_Aim of the exercise:_
All of the entries need to be written out again, exactly as they are.

(Beginning of Records for the task)

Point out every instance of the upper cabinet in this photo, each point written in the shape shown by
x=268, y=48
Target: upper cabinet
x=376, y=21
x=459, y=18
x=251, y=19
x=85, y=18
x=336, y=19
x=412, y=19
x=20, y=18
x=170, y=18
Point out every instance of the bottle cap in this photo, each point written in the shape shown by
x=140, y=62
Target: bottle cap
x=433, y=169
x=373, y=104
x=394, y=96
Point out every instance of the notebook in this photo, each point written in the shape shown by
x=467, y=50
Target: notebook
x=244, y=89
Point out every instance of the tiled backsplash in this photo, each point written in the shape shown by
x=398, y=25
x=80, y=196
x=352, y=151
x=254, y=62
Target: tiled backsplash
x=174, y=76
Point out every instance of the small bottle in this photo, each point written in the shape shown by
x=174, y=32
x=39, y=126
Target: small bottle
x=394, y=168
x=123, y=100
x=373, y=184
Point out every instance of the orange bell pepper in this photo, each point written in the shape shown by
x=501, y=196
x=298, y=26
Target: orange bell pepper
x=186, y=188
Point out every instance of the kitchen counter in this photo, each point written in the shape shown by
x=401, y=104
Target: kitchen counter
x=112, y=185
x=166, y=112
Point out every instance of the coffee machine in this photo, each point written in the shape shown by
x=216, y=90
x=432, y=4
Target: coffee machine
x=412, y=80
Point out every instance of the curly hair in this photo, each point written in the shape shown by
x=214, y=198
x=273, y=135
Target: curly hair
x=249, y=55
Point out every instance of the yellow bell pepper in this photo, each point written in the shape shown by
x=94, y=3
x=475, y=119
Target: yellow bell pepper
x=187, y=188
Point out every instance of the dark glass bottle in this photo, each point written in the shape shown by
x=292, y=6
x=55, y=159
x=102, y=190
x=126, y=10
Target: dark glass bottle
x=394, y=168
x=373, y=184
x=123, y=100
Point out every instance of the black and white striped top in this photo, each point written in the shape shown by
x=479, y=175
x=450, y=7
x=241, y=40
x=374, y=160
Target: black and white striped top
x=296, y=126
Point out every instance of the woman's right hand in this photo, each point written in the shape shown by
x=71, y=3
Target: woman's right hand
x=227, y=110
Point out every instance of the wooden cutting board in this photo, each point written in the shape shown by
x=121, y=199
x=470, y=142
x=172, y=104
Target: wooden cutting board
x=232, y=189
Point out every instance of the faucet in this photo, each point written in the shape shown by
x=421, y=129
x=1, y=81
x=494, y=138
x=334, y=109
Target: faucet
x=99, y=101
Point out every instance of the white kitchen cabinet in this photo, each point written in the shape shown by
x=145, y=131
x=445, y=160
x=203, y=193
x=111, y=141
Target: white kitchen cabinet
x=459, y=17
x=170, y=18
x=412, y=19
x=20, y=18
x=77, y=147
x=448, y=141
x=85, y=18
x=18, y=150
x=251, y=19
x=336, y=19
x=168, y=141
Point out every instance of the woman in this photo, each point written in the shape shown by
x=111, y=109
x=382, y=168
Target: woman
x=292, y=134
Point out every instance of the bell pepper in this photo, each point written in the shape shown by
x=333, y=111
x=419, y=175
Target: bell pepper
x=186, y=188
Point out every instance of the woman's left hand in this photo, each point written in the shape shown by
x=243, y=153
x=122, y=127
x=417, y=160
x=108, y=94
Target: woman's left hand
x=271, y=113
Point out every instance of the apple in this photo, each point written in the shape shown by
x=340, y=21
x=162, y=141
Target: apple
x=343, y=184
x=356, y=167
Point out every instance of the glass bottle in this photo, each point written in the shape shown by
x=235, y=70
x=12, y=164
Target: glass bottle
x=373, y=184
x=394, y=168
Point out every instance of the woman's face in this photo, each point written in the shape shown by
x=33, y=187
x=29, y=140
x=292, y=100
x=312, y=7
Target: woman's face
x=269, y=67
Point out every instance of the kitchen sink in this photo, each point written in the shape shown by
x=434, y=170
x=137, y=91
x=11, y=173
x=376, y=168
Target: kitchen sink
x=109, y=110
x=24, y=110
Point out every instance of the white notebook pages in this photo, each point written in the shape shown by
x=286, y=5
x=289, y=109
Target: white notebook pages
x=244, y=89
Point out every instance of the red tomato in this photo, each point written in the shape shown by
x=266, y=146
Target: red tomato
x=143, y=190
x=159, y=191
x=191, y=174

(End of Records for the task)

_Response to this task:_
Point out every instance of the upper cabinet in this photo, each point written in the shape shown by
x=268, y=48
Target: upper cabinet
x=376, y=21
x=459, y=18
x=251, y=19
x=85, y=18
x=336, y=19
x=412, y=19
x=20, y=18
x=170, y=18
Point out every instance of the bottle cap in this photo, each point written in the shape shown by
x=140, y=62
Target: bottle cap
x=433, y=169
x=373, y=104
x=394, y=96
Point out every instance of the notebook in this photo, each point written in the shape shown by
x=467, y=50
Target: notebook
x=244, y=89
Point out every instance of the tiled backsplash in this photo, each point written in the shape shown by
x=398, y=25
x=80, y=196
x=352, y=151
x=254, y=62
Target: tiled backsplash
x=174, y=76
Point out every instance of the small bottle in this photo, each point written in the shape shown by
x=174, y=32
x=39, y=126
Target: small bottle
x=394, y=168
x=123, y=100
x=373, y=184
Point out every instance of the orange bell pepper in this photo, each point written in the shape shown by
x=501, y=196
x=298, y=26
Target: orange bell pepper
x=186, y=188
Point out every instance of the kitchen counter in this photo, each point written in the shape shown by
x=401, y=104
Target: kitchen counter
x=112, y=185
x=166, y=112
Point out every instance of the coffee machine in this photo, each point written in the shape shown by
x=216, y=90
x=432, y=4
Target: coffee machine
x=412, y=80
Point out every instance of the curly hair in this photo, each point written in the shape shown by
x=214, y=198
x=273, y=135
Target: curly hair
x=249, y=55
Point out every instance of the yellow bell pepper in this photo, each point written in the shape shown by
x=94, y=3
x=475, y=119
Target: yellow bell pepper
x=187, y=188
Point out every instance of the dark glass bottle in this photo, each point written in the shape shown by
x=292, y=6
x=55, y=159
x=102, y=190
x=126, y=10
Target: dark glass bottle
x=394, y=168
x=373, y=184
x=123, y=100
Point out every instance of the black and white striped top in this photo, each point written in the shape shown by
x=479, y=175
x=450, y=7
x=241, y=40
x=374, y=160
Target: black and white striped top
x=296, y=126
Point out every instance of the woman's right hand in this photo, each point written in the shape shown by
x=71, y=3
Target: woman's right hand
x=227, y=110
Point out every instance of the wooden cutting board in this photo, each point written in the shape shown by
x=121, y=199
x=470, y=142
x=172, y=104
Target: wooden cutting board
x=232, y=189
Point out every instance of the faucet in this photo, each point written in the shape shown by
x=421, y=129
x=1, y=81
x=494, y=138
x=334, y=109
Target: faucet
x=99, y=101
Point out every instance of the white kitchen cabinet in this photo, each point written in the shape shown by
x=145, y=131
x=445, y=160
x=203, y=193
x=111, y=141
Target: white kitchen cabinet
x=459, y=17
x=170, y=18
x=412, y=19
x=20, y=18
x=77, y=147
x=448, y=141
x=85, y=18
x=18, y=150
x=251, y=19
x=336, y=19
x=168, y=141
Point out every instance of the woman in this photo, each point written in the shape shown by
x=111, y=109
x=382, y=168
Target: woman
x=292, y=134
Point out every instance of the bell pepper in this photo, each point written in the shape shown by
x=333, y=111
x=419, y=175
Target: bell pepper
x=186, y=188
Point out every instance of the woman's left hand in this photo, each point written in the shape shown by
x=243, y=153
x=122, y=127
x=417, y=160
x=108, y=94
Target: woman's left hand
x=271, y=113
Point out every instance of the apple in this photo, each point written in the shape shown by
x=340, y=21
x=162, y=141
Target: apple
x=343, y=184
x=356, y=167
Point out every instance of the glass bottle in this photo, each point written in the shape shown by
x=235, y=70
x=12, y=164
Target: glass bottle
x=373, y=184
x=394, y=168
Point out every instance of the woman's face in this photo, each point written in the shape shown by
x=33, y=187
x=29, y=140
x=292, y=100
x=312, y=7
Target: woman's face
x=269, y=67
Point out every instance of the kitchen sink in this photo, each point written in the shape shown by
x=434, y=170
x=137, y=91
x=11, y=173
x=376, y=168
Target: kitchen sink
x=109, y=110
x=24, y=110
Point out every instance of the white notebook pages in this photo, each point written in the shape shown by
x=286, y=5
x=289, y=109
Target: white notebook pages
x=244, y=89
Point out every instance of the red tomato in this photo, each point written in the shape shown by
x=266, y=146
Target: red tomato
x=143, y=190
x=159, y=191
x=191, y=174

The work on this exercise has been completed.